■ Task objective ■
Collect every line below that contains the word "from", counting a match only when the case is identical.

■ Labeling and segmentation records ■
--- Begin ---

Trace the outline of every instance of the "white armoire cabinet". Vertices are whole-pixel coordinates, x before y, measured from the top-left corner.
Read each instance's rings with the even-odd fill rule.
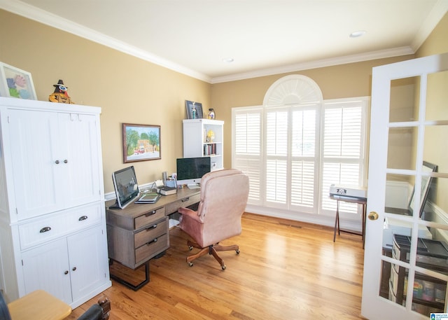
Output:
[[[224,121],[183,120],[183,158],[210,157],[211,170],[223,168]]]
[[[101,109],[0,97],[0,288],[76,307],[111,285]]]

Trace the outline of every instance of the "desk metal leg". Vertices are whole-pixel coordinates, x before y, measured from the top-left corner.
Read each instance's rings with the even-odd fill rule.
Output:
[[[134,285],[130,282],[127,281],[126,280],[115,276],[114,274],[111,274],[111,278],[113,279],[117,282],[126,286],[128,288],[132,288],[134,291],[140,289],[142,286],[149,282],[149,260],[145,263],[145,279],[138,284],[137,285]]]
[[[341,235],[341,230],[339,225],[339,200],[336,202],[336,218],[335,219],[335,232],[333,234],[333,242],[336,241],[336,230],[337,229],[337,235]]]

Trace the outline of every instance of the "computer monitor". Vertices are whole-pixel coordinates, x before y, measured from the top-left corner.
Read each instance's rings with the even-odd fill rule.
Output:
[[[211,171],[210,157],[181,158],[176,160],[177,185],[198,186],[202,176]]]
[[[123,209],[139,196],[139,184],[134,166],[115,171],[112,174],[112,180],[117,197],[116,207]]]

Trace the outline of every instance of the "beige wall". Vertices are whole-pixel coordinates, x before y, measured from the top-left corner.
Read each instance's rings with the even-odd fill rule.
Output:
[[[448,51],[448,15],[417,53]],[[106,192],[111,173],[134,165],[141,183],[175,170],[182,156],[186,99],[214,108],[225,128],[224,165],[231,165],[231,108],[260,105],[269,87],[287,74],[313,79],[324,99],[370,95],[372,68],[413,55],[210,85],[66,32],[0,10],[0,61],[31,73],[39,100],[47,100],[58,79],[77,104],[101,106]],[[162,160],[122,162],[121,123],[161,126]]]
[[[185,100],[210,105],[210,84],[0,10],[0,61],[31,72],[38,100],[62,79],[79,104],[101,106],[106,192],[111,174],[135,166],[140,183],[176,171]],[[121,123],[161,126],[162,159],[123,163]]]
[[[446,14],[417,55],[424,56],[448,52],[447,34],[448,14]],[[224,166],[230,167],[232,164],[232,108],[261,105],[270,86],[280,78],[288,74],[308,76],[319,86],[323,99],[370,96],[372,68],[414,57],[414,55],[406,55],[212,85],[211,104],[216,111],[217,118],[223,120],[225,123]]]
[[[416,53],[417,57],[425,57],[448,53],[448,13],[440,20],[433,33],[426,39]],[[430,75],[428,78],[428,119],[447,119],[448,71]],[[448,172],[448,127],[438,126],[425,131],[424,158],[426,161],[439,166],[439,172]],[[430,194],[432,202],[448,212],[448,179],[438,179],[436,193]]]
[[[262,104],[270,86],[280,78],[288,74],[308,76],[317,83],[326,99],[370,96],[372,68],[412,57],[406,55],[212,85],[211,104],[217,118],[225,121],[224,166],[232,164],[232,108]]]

--- End ---
--- Begin ---

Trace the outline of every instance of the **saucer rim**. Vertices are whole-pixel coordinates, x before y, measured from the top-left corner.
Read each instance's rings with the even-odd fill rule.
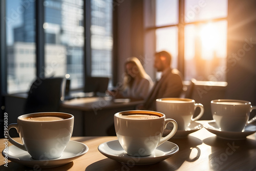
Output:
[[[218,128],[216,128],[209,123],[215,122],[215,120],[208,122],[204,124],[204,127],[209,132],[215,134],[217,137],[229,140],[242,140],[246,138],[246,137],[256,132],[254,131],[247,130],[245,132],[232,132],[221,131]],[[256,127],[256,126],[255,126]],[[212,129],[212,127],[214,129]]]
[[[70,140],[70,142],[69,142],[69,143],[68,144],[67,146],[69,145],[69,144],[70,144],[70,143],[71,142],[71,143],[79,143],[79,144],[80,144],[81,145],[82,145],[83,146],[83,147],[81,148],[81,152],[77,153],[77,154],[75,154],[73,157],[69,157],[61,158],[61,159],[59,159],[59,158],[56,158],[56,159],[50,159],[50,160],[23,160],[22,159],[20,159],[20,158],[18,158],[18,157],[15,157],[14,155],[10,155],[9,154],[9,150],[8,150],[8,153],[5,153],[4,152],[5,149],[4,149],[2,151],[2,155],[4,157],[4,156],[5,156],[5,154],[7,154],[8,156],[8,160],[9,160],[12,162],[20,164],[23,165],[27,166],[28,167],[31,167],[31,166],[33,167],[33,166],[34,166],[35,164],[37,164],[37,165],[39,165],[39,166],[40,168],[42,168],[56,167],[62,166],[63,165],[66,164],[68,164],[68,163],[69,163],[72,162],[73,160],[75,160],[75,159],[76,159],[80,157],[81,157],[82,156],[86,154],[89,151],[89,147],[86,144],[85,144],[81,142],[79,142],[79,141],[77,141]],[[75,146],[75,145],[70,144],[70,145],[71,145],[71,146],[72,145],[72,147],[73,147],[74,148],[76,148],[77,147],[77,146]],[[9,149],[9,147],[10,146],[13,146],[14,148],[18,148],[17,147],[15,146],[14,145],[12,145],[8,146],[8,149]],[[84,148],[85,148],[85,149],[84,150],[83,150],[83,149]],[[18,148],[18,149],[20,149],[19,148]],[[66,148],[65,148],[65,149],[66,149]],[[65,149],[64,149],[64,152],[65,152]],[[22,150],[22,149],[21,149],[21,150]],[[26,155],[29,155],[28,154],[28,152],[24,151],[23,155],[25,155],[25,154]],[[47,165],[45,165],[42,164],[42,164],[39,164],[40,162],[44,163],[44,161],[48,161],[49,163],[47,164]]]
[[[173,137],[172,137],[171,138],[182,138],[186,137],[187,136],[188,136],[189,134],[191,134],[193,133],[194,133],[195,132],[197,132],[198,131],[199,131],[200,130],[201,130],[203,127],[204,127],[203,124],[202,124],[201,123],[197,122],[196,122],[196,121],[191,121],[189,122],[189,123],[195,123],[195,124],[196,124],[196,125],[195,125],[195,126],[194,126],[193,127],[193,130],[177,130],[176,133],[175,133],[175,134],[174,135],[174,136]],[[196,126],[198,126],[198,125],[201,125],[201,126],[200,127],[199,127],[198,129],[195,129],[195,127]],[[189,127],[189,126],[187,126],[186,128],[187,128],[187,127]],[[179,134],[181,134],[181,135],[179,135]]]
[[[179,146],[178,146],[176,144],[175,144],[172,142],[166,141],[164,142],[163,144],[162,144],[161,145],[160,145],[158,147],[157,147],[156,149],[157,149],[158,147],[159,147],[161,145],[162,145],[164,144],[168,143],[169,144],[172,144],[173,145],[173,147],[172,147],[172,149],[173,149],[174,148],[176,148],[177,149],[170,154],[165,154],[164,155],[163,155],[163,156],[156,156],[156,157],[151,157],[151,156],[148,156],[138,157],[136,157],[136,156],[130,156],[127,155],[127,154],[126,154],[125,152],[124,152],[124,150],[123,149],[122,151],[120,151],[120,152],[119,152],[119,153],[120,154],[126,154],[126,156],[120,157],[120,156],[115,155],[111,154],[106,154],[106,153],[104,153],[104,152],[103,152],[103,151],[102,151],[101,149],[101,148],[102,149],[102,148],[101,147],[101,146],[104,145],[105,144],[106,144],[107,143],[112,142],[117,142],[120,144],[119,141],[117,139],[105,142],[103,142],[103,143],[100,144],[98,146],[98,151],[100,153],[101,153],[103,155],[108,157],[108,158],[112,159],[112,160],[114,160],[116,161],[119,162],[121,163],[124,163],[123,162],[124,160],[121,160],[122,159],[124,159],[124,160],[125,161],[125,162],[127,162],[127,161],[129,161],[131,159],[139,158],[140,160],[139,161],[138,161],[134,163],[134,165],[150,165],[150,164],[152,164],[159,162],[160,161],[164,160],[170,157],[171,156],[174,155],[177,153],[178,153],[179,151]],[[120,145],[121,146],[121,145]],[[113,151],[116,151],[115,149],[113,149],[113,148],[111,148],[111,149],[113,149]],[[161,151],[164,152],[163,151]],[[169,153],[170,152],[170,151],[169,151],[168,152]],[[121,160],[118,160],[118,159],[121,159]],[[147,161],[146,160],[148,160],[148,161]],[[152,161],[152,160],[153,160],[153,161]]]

--- End ---
--- Begin ---

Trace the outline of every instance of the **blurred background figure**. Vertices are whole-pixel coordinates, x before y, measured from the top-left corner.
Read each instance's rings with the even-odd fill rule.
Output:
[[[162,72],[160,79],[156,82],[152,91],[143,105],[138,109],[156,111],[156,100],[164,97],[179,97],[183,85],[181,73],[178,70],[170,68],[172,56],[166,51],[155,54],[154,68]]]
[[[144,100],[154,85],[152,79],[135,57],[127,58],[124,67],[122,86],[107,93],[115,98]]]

--- End ---

■ Response below ■
Trace the outline of every instance of the "white armoire cabinet". Vertices are whole-pixel coordinates, x before y, measured from the top-left corner.
Trace the outline of every instance of the "desk metal leg". Vertices are whole-pixel coordinates, x before y, measured from the top-left corner.
Trace the outline of every instance of the "computer monitor". Vertices are whole-pixel coordinates, x before y, measured from the top-left corner.
Trace the outline of every instance of the "beige wall". Vertices are whole-pixel coordinates, x before y, measured from the top-left corner.
Trace the outline of every instance of the **saucer rim**. Vertices are whole-pixel coordinates, x before y, measured from the top-left corner.
Trace the outline of every instance of the **blurred background figure**. Vertices are whole-pixel coordinates, x before y, measured from the top-left corner.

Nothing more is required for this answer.